* **Work to be completed**
Which items are to be set down again exactly? Copy every line from the one with "If any parked" to the one with "xmin=104 ymin=106 xmax=133 ymax=118", including both, and nothing else.

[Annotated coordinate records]
┄┄┄┄┄┄┄┄┄┄┄┄┄┄┄┄┄┄┄┄
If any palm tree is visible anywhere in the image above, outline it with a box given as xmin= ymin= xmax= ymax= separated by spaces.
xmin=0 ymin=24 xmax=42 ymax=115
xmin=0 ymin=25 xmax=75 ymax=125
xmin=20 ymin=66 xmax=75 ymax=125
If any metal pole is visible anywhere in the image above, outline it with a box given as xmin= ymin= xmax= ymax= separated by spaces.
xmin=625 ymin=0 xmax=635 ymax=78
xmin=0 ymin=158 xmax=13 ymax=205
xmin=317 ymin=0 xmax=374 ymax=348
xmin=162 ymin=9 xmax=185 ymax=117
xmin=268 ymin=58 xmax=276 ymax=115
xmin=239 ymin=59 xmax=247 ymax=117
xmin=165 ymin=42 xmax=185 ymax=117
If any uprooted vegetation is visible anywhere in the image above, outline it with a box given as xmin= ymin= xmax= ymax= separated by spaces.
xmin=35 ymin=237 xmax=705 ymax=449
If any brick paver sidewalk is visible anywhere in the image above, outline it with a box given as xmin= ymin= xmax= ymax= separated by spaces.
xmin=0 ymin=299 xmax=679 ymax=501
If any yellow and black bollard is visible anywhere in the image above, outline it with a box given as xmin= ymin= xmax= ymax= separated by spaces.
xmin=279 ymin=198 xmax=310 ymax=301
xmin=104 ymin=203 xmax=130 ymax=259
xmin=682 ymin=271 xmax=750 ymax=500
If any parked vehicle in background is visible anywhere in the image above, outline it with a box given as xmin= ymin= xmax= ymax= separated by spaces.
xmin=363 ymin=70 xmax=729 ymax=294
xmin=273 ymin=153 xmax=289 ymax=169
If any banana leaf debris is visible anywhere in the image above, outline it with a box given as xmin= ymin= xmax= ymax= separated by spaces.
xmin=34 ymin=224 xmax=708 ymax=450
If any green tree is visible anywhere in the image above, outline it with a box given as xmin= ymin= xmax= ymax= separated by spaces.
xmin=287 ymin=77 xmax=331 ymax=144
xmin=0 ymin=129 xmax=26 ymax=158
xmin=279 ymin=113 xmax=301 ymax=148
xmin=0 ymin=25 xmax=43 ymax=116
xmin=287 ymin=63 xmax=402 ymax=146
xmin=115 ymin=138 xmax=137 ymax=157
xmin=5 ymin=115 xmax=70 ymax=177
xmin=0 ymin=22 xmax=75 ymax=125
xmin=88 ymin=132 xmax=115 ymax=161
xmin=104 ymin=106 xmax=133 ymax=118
┄┄┄┄┄┄┄┄┄┄┄┄┄┄┄┄┄┄┄┄
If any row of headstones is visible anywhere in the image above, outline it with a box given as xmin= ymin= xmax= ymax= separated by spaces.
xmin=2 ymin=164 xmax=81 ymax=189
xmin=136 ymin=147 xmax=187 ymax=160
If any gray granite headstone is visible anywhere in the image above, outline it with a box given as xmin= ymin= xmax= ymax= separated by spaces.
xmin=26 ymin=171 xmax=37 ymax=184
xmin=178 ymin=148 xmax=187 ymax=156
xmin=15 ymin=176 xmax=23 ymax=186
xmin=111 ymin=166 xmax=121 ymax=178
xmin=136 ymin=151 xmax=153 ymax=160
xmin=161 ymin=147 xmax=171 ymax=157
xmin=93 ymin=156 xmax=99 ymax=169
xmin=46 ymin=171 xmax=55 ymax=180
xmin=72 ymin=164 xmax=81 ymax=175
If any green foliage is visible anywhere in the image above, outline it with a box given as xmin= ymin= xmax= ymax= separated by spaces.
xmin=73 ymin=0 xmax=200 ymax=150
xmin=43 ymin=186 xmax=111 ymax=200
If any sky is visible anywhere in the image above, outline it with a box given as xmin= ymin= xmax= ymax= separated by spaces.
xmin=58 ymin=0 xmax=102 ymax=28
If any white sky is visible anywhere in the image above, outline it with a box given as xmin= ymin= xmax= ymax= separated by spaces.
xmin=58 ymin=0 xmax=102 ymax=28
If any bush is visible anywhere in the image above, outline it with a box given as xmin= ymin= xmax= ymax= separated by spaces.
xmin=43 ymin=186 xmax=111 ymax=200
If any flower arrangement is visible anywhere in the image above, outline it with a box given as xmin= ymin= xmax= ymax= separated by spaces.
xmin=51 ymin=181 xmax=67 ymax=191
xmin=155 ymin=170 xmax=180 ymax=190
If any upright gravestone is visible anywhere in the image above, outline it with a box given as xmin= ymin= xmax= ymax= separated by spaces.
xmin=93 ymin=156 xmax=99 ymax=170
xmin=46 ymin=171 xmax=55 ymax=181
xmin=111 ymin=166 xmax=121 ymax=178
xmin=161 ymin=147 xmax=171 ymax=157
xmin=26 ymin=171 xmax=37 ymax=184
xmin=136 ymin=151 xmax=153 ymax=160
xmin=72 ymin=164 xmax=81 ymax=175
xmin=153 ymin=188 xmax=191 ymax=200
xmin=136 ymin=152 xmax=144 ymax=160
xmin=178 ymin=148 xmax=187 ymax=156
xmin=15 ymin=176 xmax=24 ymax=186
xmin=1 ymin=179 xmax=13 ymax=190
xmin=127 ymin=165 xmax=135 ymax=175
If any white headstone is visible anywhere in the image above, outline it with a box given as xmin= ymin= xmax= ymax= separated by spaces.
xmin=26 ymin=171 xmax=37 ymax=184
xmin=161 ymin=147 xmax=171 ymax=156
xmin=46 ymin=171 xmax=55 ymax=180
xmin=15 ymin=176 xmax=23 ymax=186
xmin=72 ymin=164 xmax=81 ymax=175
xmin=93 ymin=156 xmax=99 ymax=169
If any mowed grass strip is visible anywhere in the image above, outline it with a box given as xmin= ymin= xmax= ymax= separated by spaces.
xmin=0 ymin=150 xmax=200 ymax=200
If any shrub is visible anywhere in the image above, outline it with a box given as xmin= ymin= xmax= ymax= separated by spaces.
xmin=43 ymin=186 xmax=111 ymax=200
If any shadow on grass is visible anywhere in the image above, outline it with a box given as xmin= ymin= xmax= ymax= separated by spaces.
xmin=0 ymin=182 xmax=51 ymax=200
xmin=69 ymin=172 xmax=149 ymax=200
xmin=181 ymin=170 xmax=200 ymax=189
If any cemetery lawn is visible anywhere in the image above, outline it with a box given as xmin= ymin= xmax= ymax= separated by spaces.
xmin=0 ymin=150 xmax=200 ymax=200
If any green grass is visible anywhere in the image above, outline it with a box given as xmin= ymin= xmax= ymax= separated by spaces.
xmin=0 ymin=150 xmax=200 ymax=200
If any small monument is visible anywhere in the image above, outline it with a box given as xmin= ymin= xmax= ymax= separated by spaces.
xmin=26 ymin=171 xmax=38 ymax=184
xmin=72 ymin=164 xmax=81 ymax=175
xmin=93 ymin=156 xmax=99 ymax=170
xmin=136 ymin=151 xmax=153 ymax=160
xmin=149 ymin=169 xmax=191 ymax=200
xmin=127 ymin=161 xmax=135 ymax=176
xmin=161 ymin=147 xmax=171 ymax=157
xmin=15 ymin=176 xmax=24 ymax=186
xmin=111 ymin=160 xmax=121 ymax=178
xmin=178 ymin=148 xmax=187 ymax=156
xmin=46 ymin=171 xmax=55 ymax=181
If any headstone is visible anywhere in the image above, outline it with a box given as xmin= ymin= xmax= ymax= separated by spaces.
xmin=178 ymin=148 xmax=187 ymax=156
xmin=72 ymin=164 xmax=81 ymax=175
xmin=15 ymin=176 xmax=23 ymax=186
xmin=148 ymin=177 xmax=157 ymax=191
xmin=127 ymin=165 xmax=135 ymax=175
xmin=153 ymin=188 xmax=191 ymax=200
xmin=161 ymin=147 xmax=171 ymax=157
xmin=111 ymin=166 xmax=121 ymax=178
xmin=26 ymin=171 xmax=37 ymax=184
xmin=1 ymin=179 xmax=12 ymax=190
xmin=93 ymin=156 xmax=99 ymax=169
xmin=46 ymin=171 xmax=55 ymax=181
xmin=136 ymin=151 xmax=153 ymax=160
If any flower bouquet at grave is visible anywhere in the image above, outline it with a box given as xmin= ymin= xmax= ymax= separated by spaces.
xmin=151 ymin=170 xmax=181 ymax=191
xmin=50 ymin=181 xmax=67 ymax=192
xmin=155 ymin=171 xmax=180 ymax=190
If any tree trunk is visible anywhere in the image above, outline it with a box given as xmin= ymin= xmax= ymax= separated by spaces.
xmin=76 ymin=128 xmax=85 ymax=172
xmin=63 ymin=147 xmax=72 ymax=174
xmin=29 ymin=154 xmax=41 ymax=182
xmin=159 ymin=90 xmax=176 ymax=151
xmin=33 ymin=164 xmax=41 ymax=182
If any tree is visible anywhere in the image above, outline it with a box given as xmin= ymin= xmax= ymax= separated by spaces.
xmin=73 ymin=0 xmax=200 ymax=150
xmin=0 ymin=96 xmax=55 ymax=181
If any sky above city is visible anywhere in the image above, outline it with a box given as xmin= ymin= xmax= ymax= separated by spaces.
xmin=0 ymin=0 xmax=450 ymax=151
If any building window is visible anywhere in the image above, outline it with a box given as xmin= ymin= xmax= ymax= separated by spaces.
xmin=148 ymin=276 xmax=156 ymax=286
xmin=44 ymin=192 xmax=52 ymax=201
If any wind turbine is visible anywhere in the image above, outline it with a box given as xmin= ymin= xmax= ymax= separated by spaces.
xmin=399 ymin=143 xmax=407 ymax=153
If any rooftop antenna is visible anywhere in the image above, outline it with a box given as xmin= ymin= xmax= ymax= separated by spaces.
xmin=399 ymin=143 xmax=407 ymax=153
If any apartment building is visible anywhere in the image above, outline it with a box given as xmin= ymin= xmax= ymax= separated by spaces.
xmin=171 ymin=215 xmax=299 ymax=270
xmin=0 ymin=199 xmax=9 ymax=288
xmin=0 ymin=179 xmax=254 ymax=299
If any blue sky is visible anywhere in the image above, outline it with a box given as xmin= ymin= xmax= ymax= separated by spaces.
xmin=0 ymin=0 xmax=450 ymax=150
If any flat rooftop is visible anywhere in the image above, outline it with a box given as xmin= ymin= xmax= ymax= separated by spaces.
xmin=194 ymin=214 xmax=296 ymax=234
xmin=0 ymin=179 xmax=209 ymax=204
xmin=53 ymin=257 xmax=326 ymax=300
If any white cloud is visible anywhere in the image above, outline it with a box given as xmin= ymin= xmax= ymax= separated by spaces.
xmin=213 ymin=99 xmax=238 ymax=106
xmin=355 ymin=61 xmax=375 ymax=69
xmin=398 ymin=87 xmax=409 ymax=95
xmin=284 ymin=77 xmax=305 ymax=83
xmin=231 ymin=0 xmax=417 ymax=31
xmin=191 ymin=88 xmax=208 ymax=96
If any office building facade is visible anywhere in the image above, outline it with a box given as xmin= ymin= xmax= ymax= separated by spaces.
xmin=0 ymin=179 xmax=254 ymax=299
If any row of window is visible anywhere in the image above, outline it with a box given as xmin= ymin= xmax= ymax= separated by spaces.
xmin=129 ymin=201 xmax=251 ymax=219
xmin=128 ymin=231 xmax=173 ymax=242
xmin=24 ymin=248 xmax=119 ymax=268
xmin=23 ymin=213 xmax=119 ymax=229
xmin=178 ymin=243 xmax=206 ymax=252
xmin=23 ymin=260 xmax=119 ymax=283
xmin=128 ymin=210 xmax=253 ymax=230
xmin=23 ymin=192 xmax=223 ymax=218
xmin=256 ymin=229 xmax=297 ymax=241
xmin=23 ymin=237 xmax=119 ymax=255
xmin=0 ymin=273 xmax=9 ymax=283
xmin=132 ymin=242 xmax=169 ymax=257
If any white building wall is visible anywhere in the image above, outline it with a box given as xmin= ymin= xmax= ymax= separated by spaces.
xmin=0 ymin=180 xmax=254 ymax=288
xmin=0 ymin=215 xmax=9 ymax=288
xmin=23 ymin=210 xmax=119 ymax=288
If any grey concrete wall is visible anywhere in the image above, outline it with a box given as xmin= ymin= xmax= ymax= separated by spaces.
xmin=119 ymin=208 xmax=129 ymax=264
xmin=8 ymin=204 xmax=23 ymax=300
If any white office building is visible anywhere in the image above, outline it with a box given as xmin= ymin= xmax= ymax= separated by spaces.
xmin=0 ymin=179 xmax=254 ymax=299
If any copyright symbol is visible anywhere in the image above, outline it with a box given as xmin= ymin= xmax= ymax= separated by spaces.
┄┄┄┄┄┄┄┄┄┄┄┄┄┄┄┄┄┄┄┄
* **Output for this task**
If any parked vehicle in background is visible anywhere in the image above, outline it with a box given as xmin= ymin= xmax= ymax= separated by spaces.
xmin=363 ymin=70 xmax=729 ymax=294
xmin=273 ymin=153 xmax=289 ymax=169
If any banana leaf debris is visible anywhere in the image above, outline it with a box given as xmin= ymin= xmax= ymax= separated by spaces.
xmin=34 ymin=224 xmax=708 ymax=450
If any green tree is visible anywhere in the image above, outline it with a box given as xmin= ymin= xmax= ymax= separated by spaces.
xmin=287 ymin=77 xmax=331 ymax=144
xmin=0 ymin=129 xmax=26 ymax=158
xmin=279 ymin=113 xmax=301 ymax=148
xmin=0 ymin=25 xmax=43 ymax=116
xmin=287 ymin=63 xmax=402 ymax=146
xmin=115 ymin=138 xmax=137 ymax=157
xmin=5 ymin=115 xmax=70 ymax=177
xmin=0 ymin=22 xmax=75 ymax=125
xmin=88 ymin=132 xmax=115 ymax=161
xmin=104 ymin=106 xmax=133 ymax=118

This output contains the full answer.